### Exercise directions:
Give the entries again, word for word.

(Collected data)
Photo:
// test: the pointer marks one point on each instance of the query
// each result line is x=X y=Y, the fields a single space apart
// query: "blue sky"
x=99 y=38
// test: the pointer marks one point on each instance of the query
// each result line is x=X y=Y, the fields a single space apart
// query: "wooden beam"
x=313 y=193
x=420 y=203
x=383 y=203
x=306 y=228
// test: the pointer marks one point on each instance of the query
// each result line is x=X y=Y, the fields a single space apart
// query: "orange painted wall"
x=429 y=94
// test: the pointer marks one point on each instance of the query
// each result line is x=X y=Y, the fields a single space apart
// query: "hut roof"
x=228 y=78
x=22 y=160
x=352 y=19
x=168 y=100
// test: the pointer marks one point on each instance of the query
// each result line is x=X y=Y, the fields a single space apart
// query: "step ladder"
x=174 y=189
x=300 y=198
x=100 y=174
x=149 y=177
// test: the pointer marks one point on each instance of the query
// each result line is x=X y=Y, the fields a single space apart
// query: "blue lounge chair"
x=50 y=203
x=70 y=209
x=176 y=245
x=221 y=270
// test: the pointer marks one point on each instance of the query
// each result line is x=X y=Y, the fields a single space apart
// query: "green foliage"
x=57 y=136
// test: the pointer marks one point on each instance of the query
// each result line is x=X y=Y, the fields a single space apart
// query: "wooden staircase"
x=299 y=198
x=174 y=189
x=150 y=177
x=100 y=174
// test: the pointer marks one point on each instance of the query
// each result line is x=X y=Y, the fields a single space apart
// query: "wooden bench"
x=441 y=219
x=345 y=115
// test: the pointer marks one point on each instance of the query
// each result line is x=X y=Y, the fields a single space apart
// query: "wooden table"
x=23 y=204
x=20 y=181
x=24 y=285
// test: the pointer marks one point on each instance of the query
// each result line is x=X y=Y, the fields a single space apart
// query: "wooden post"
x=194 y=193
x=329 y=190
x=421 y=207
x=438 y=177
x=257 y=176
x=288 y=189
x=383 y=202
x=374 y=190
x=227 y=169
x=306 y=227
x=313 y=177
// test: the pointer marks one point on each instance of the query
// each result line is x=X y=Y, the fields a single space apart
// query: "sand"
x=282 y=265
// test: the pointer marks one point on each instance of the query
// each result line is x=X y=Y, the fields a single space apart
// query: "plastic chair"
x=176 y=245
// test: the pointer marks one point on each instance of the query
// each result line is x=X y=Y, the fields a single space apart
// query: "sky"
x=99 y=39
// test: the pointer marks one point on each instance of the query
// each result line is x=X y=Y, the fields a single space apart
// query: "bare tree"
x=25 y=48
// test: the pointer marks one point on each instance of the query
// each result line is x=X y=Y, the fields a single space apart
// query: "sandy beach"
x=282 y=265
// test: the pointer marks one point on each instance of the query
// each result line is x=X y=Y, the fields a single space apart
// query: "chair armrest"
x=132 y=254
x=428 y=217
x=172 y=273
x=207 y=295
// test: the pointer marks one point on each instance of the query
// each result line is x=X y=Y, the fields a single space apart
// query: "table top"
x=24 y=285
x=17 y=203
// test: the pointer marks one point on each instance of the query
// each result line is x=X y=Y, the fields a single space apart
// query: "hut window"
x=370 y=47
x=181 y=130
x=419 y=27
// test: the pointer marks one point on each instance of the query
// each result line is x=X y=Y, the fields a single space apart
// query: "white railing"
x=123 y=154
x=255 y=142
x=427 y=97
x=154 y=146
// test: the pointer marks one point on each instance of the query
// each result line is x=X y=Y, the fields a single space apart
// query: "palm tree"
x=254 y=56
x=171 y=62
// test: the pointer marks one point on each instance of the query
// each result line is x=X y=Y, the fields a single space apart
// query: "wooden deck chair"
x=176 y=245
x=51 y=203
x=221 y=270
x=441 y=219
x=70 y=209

### Exercise solution:
Photo:
// test: the pointer marks one point on each instance of the query
// each result line is x=X y=Y, the fields a single space apart
// query: "blue sky"
x=99 y=38
// test: the pointer marks one point on each instance of the query
// each result line is x=X y=Y, the fields a single space apart
// query: "wooden beam"
x=313 y=193
x=420 y=203
x=383 y=203
x=306 y=228
// test: the pointer marks one point on each instance of the query
// each result line is x=X y=Y, the fields a single space apart
// query: "orange painted wall"
x=429 y=94
// test: the pointer marks one point on each instance of the query
// each result line is x=X y=Y, the fields a single space apart
// query: "hut roof"
x=228 y=78
x=22 y=160
x=352 y=19
x=168 y=100
// test: the pointer marks one point on each instance of the query
// each result line is x=X y=Y, the fields a single space apart
// query: "step ladder"
x=174 y=189
x=300 y=198
x=100 y=174
x=149 y=177
// test: the pointer marks one point on each instance of the query
// each result line is x=X y=Y, the fields a single space apart
// query: "blue lounge chair"
x=50 y=203
x=70 y=209
x=176 y=245
x=221 y=270
// test: the pointer marks one point on each instance of the query
// each result line is x=X y=Y, the fields a single space apart
// query: "green foliage"
x=57 y=136
// test: the pointer marks one point on each instance of the query
// each result line is x=X y=Y, the fields a single space apart
// query: "wooden staircase"
x=299 y=198
x=174 y=189
x=150 y=177
x=100 y=174
// test: the pointer marks one point on each instance of the query
// each result line is x=X y=Y, the fields a single space apart
// query: "wooden bench"
x=441 y=219
x=345 y=115
// test: the pointer marks one point on each instance of the query
// each result line is x=X y=Y, the fields a single space apart
// query: "wooden table"
x=23 y=204
x=20 y=181
x=24 y=285
// test: the pointer marks one point on each instance of the query
// each result line is x=X y=Y, the fields a single space apart
// query: "wooden post"
x=194 y=193
x=329 y=190
x=421 y=207
x=438 y=177
x=257 y=176
x=288 y=189
x=383 y=202
x=374 y=190
x=227 y=169
x=306 y=227
x=313 y=177
// test: the pointer marks one point on each instance of the query
// each result line is x=X y=Y, the fields a single space apart
// query: "sand"
x=282 y=265
// test: the pointer marks one point on each instance of the query
// each result line is x=X y=Y, the fields a single space apart
// query: "plastic chair"
x=176 y=245
// test: the pointer marks one point on each instance of the query
// each result line is x=X y=Y, the fields a single space apart
// query: "sky"
x=99 y=39
// test: the pointer marks one point on each instance of the query
// each result line is x=X y=Y, the fields a single space apart
// query: "bare tree"
x=25 y=48
// test: the pointer marks one point on each instance of the query
// each result line is x=X y=Y, the fields a single space apart
// query: "sandy beach"
x=282 y=265
// test: the pointer marks one point on each instance of the query
// each result line is x=X y=Y, the fields a single space apart
// query: "chair armrest"
x=132 y=254
x=428 y=217
x=172 y=273
x=207 y=295
// test: the pointer marks one point on each instance of the query
// each result line is x=X y=Y, the fields a single space apart
// query: "table top"
x=24 y=285
x=17 y=203
// test: the pointer marks one point on each instance of the query
// each result line is x=X y=Y, the fields a single space apart
// query: "hut window"
x=370 y=47
x=181 y=130
x=419 y=27
// test: the pointer marks one point on each instance of the query
// each result line is x=X y=Y, the fields a single space apart
// query: "white railing"
x=123 y=154
x=255 y=142
x=427 y=97
x=154 y=146
// test: the pointer marks one point on each instance of the query
// each result line is x=X y=Y, the fields a single space apart
// query: "palm tree"
x=254 y=56
x=171 y=62
// test: the pointer marks one point on each instance of the query
// each result line is x=X y=Y, the fields a single space apart
// query: "wooden deck chair"
x=176 y=245
x=51 y=203
x=221 y=270
x=441 y=219
x=70 y=209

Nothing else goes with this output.